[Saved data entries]
..........

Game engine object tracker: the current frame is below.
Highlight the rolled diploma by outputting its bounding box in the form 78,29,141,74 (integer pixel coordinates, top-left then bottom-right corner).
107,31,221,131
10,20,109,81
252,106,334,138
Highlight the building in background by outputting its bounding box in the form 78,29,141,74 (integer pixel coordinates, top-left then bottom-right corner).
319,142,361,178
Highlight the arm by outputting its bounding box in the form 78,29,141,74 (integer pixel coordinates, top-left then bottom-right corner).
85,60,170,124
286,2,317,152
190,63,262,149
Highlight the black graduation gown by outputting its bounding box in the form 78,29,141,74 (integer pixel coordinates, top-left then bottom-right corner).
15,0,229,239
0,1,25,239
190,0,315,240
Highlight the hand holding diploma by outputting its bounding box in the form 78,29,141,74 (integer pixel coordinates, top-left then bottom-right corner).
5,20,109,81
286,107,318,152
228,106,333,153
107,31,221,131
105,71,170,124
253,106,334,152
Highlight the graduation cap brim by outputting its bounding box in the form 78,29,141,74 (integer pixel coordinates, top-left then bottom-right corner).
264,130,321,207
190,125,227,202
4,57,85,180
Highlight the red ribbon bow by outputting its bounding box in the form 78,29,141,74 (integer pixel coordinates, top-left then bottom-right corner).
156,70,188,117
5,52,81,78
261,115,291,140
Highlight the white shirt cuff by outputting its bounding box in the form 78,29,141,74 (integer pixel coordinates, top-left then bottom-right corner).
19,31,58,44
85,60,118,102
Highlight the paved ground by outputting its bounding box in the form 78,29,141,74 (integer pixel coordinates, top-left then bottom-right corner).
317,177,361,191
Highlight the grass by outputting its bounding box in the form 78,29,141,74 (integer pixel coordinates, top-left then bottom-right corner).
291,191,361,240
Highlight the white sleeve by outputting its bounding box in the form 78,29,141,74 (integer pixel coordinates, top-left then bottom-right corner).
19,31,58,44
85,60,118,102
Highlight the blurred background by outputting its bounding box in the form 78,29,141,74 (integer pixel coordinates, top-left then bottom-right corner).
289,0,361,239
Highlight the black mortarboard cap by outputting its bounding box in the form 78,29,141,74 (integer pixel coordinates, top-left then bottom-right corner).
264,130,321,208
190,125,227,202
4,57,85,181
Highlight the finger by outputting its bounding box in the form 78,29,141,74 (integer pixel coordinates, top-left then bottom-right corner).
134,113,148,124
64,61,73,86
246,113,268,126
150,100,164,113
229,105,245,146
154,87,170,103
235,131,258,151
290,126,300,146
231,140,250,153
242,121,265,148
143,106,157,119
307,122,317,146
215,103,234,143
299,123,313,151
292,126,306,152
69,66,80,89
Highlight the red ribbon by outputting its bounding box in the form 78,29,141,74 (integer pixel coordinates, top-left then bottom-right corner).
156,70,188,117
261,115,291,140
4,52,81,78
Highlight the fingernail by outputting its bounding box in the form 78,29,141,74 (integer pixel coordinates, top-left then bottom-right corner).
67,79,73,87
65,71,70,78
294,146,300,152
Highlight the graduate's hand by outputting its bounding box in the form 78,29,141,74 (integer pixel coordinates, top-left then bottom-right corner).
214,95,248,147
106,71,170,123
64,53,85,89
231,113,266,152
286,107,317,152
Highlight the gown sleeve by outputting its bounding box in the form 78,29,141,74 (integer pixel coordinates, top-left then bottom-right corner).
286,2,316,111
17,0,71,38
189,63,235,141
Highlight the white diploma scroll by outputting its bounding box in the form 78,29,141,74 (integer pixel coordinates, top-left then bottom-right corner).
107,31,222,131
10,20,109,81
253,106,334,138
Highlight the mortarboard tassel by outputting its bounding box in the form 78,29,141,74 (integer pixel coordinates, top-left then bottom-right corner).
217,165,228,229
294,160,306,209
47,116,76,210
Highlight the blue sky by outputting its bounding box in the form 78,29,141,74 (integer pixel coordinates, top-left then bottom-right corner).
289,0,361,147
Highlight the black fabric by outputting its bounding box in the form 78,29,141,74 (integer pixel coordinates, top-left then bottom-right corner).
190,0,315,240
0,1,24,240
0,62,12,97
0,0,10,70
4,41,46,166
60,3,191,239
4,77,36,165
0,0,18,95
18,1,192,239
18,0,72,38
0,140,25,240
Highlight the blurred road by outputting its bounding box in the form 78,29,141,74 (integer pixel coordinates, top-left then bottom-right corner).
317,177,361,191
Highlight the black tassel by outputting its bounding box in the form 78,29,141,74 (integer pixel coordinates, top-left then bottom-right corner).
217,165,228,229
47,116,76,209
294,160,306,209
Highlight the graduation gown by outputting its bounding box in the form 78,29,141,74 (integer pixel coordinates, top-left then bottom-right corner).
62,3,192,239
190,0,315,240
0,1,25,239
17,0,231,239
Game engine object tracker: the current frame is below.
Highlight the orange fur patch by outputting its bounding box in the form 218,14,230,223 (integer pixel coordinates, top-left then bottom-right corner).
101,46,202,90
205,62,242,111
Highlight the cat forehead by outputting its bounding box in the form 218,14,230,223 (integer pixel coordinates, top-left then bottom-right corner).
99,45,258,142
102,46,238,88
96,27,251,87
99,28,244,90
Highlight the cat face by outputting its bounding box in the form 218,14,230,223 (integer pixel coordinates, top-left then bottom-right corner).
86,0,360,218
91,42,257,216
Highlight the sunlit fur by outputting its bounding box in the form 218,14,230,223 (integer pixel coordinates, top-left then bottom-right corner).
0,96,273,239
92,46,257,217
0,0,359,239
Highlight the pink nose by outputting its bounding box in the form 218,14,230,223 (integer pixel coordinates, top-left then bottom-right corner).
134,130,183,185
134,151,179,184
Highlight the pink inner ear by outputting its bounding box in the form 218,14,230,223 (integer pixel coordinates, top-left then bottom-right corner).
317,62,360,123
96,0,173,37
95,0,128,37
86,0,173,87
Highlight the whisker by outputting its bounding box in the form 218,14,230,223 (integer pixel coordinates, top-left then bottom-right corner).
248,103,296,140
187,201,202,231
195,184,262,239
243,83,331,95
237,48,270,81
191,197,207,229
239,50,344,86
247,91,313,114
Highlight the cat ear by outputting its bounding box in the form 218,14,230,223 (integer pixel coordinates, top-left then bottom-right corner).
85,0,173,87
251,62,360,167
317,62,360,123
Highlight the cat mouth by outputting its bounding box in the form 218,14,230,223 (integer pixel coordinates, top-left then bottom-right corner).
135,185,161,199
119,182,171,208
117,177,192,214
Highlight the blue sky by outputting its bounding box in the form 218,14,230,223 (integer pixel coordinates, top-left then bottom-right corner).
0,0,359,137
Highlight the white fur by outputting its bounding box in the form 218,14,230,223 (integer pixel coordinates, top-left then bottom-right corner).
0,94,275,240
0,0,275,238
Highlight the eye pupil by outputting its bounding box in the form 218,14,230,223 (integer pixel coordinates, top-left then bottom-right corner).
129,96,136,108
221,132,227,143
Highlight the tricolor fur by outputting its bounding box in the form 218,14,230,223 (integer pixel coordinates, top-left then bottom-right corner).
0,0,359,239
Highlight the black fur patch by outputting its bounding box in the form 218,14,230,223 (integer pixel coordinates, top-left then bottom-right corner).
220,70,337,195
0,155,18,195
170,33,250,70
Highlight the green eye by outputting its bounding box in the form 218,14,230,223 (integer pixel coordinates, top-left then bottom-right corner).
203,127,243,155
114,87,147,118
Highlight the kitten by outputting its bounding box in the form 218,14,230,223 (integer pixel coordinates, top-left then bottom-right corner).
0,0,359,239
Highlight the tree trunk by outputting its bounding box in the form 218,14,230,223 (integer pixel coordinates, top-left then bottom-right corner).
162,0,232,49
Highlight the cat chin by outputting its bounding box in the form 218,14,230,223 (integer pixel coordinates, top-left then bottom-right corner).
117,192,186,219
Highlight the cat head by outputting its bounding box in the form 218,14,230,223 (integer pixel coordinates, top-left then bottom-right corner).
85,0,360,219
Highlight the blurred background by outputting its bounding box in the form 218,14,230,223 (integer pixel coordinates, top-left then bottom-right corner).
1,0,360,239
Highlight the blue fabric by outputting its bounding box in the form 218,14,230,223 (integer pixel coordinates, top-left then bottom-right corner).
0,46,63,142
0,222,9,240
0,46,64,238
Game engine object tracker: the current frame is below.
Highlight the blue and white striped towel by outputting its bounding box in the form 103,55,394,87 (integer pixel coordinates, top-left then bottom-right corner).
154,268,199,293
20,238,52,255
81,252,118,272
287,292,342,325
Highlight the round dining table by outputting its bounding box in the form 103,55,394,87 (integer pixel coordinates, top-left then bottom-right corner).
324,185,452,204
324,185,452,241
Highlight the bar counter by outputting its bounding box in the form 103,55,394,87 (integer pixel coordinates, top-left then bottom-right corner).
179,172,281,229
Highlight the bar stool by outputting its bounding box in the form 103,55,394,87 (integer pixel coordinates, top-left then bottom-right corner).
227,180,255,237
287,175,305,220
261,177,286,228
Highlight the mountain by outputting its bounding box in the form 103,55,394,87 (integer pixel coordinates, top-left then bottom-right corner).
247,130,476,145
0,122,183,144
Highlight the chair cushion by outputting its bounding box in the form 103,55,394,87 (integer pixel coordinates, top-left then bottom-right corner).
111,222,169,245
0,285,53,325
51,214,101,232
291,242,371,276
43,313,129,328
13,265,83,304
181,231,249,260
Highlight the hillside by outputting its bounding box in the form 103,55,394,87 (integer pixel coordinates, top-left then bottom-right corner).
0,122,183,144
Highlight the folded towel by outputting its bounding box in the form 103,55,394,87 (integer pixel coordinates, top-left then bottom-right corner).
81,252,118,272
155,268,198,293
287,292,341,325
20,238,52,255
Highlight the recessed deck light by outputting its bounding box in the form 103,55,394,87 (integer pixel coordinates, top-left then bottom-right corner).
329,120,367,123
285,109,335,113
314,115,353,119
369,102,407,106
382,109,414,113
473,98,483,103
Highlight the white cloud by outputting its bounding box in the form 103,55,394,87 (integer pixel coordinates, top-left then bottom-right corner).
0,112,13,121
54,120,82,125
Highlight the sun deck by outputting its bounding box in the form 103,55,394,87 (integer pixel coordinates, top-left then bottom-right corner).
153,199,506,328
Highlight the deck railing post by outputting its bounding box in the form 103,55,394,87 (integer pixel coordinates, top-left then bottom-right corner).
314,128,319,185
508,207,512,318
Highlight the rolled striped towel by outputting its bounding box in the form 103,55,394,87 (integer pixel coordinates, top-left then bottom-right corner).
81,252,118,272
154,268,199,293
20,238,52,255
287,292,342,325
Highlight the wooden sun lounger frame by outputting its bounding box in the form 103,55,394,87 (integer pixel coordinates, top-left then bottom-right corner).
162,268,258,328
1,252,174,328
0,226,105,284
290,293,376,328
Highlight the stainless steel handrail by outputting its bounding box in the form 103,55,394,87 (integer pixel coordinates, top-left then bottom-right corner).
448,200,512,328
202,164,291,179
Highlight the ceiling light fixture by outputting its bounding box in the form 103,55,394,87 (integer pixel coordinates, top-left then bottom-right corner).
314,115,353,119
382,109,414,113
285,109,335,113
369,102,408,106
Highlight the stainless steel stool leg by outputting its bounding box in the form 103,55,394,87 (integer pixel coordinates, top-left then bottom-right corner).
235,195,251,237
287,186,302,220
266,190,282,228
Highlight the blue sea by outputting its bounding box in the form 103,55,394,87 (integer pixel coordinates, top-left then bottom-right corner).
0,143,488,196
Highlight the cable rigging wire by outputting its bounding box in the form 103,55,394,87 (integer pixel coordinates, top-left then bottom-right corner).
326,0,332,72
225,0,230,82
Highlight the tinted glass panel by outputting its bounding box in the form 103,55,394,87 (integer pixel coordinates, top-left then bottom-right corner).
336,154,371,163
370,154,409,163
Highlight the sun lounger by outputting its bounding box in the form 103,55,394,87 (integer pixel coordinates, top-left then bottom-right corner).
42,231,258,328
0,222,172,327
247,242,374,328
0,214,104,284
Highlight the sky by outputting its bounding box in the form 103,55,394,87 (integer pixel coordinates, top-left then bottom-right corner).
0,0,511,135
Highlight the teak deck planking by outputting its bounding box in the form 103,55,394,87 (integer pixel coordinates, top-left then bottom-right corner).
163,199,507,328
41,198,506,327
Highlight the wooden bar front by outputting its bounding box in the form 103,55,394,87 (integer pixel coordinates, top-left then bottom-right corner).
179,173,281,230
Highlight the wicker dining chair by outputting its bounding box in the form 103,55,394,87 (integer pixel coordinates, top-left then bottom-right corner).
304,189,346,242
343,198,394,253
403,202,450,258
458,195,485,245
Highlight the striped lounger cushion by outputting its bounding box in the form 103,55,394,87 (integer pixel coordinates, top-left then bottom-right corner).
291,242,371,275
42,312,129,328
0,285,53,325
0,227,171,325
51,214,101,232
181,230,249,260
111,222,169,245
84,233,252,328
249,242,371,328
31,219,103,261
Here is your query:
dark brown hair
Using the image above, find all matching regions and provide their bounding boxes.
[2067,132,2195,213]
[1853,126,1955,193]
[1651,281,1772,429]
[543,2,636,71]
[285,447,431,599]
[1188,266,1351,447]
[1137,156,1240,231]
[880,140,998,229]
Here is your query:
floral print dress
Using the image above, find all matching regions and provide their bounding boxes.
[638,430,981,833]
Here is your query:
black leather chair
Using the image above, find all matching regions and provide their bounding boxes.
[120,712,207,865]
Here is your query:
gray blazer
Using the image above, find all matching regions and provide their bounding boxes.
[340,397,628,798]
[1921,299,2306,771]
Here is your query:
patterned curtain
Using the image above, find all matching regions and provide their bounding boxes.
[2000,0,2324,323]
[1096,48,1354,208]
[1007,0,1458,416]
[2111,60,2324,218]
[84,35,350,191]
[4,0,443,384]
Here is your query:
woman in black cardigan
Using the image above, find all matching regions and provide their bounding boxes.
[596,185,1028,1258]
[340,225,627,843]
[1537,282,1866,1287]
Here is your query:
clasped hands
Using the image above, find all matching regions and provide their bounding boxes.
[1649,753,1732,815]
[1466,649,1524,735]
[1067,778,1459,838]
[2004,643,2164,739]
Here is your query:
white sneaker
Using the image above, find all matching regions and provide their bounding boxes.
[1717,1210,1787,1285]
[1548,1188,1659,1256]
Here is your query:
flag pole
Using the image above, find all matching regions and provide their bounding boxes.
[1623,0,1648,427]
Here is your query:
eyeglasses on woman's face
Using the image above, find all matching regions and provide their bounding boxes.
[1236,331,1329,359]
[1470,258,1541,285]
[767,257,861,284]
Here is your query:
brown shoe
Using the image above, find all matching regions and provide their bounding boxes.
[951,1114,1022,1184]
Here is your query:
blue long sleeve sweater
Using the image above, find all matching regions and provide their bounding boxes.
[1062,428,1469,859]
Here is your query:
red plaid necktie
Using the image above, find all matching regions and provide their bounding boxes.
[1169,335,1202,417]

..........

■ TASK ITEM:
Across the entries above, how many lines include "woman"? State only that number.

■ RESPONSE TO THE EXERCISE:
2